Task list:
(a) According to the forum post about the U-verse receiver, how far away is the writer's installation?
(b) Continue the forum post about the U-verse receiver from where it stops.

Text provided:
——————
Tuesday, October 2nd, 2012 1:33 PM

Is the receiver truly this crippled?!?

I'm now slightly under a week away from installation, and played with a friend's U-verse box last night for a couple of hours. I'd be lying if I said I wasn't seriously underwhelmed and disappointed.

 

Problem #1: no apparent way to tell the box, "Show me content in its native format" -- ie, leave 1080i60 as 1080i60, and 720p60 as 720p60. The box seemed determined to force everything to one or the other. Is there truly no way to force it to be native?

 

At the very least, do discrete remote codes exist to directly select 720p60/1080i60/480i60, or can you program macros on a thirdparty remote to quickly and deterministically blast through the menus and change? 

 

Problem #2: no apparent way to hide SD shadows of HD channels... or even visually distinguish HD from SD in search results without actually clicking on each result one at a time to see whether it's HD or SD. Can you at least go in and set up a list of favorite channels by hand (to reduce the size of the realtime tv guide), and is there a way to search for programs that limits itself to either channels in that 'favorite' list, or only shows HD channels?
——————
Object pointing dataset rows:
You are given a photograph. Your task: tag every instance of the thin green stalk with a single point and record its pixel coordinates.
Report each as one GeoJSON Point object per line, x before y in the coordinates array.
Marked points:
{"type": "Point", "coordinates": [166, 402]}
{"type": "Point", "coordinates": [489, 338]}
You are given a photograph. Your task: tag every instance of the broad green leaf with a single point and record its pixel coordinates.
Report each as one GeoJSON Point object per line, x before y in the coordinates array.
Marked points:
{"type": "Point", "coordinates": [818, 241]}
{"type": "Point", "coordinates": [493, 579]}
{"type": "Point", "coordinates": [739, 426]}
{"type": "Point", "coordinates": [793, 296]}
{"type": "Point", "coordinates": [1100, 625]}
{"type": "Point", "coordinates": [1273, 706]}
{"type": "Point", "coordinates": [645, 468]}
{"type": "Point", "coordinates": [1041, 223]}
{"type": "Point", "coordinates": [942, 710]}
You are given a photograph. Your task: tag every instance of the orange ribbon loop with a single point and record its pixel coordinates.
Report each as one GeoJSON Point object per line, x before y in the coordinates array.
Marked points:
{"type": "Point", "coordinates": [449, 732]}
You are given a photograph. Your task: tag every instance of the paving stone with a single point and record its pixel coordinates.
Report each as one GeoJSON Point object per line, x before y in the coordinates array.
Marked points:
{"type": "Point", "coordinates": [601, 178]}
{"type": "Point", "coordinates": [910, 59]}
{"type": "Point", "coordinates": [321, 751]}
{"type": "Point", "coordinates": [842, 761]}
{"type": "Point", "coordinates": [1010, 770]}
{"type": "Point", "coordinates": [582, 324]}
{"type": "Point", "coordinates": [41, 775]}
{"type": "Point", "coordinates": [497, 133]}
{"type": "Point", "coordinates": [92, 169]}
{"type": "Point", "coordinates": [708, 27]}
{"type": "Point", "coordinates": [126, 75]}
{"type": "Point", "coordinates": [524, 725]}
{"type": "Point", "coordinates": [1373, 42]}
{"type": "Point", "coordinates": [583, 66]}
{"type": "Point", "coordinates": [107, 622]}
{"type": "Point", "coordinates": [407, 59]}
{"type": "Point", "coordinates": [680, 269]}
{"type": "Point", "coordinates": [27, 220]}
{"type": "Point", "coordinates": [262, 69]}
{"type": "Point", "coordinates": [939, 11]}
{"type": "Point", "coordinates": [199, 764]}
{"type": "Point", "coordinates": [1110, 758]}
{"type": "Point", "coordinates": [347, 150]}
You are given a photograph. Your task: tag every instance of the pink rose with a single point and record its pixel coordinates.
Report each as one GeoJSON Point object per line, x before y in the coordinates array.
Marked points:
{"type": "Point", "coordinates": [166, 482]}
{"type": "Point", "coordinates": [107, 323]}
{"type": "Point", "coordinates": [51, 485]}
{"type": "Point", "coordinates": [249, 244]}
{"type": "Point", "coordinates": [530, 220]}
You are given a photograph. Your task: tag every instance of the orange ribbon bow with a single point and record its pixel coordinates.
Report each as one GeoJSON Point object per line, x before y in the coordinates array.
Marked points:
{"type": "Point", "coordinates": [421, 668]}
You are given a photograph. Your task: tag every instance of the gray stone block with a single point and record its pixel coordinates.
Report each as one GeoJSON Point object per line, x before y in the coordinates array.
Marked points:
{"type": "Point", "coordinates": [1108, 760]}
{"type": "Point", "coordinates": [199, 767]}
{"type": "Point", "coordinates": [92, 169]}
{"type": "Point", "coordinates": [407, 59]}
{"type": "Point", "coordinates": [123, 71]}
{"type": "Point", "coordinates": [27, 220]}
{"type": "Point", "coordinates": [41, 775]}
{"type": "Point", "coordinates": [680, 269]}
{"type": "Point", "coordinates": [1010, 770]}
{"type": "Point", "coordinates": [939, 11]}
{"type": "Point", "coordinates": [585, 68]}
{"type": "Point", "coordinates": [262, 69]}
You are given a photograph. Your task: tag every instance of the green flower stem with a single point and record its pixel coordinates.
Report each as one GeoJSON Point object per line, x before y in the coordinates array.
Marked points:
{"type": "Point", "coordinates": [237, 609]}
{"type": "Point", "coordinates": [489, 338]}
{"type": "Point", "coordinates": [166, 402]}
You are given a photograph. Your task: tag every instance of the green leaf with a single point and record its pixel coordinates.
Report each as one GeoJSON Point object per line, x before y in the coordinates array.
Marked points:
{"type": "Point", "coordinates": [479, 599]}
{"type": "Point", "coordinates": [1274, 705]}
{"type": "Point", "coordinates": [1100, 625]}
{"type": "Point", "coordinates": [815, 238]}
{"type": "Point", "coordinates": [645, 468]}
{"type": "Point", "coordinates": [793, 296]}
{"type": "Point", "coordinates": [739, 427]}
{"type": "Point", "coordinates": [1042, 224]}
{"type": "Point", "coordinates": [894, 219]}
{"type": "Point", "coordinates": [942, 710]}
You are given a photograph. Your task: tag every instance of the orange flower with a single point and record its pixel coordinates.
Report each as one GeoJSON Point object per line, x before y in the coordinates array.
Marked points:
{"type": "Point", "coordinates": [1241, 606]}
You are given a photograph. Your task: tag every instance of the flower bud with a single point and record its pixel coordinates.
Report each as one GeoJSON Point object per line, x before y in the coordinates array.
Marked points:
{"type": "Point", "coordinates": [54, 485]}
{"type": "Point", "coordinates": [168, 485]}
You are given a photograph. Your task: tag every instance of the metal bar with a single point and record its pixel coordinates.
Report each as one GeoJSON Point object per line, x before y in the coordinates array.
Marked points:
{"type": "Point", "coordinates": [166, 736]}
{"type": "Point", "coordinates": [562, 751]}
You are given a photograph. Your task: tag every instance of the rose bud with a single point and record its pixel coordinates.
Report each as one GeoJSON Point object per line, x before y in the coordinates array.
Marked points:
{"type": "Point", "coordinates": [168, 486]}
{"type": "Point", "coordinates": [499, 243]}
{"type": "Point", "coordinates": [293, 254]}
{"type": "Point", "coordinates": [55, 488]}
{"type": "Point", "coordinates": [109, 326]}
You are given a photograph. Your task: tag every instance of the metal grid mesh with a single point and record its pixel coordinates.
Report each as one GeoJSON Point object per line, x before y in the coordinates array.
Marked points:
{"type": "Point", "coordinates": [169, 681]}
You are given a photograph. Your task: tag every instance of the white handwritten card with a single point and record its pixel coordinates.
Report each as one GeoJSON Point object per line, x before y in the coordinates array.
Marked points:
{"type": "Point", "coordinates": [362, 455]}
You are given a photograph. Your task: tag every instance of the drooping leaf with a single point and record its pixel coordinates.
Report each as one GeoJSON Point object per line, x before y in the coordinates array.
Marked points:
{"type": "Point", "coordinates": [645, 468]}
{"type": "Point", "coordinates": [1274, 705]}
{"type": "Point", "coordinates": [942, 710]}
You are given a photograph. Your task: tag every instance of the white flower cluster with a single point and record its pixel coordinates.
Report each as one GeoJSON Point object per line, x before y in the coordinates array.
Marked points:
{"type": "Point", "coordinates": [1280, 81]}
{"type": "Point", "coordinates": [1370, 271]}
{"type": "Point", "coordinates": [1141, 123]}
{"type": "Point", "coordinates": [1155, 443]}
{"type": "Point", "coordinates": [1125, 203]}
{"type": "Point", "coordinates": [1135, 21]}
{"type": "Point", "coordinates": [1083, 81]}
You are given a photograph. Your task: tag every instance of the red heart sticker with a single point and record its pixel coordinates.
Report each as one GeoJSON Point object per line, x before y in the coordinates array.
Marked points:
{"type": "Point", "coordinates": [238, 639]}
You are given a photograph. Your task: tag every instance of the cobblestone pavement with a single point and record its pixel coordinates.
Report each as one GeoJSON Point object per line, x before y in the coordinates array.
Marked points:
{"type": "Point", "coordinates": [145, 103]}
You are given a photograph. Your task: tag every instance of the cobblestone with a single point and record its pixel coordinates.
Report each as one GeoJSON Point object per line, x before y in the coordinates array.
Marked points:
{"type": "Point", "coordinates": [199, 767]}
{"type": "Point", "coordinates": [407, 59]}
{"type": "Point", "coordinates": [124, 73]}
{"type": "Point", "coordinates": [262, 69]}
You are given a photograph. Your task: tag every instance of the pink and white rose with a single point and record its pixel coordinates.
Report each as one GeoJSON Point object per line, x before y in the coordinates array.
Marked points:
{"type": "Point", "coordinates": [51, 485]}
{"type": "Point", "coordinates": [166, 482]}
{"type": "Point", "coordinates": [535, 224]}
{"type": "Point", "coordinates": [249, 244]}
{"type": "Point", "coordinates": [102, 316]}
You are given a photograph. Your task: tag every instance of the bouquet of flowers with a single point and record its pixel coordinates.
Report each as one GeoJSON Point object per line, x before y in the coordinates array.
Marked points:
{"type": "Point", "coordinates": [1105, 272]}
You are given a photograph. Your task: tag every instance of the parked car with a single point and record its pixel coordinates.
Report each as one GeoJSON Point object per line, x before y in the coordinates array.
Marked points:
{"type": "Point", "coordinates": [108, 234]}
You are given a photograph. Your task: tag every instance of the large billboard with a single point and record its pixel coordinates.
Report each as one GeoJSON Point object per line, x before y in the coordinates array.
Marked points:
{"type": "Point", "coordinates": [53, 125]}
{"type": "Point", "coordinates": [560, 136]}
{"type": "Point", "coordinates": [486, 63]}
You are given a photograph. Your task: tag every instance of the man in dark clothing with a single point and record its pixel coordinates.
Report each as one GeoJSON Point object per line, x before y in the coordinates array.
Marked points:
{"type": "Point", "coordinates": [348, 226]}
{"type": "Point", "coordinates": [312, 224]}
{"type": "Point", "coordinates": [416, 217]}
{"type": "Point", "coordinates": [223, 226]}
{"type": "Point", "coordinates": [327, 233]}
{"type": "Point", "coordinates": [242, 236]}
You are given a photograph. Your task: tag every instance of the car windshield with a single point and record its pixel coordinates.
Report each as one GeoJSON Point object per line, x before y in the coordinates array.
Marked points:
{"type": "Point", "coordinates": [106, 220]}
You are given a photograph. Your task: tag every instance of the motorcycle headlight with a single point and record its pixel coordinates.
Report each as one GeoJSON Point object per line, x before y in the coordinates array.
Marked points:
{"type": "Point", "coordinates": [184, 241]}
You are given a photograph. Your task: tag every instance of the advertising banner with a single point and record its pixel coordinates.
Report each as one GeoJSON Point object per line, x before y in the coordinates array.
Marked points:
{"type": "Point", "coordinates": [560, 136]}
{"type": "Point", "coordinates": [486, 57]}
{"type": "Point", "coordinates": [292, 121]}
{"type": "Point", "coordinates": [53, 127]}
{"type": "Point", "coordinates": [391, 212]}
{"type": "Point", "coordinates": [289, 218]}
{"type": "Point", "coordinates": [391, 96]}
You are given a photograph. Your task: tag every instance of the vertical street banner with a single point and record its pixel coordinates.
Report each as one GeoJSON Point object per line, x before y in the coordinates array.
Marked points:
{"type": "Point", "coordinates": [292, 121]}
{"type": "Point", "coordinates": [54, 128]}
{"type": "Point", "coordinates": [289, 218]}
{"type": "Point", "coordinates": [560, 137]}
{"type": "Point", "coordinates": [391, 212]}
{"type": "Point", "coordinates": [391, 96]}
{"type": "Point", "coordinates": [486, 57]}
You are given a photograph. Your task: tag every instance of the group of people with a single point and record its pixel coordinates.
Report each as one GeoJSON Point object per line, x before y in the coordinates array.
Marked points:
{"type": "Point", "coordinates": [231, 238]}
——————
Set of answers:
(a) Slightly under a week.

(b)
 

Along the same lines, does the box perhaps cooperate with a Logitech Revue to improve things a bit? I have one that I haven't really bothered with lately (it ended up being more of an annoyance than anything), but if it can shake hands with AT&T''s box and improve it, that would be an option worth considering.

 

On the other hand, does the box and AT&T have an official or reverse-engineered API for searching/grabbing program data in XML format over the internet (or directly from the box over tcp/ip), and/or any way to directly do things like change output resolution/mode via TCP/IP, so that thirdparty Android apps could work around and overcome its limitations?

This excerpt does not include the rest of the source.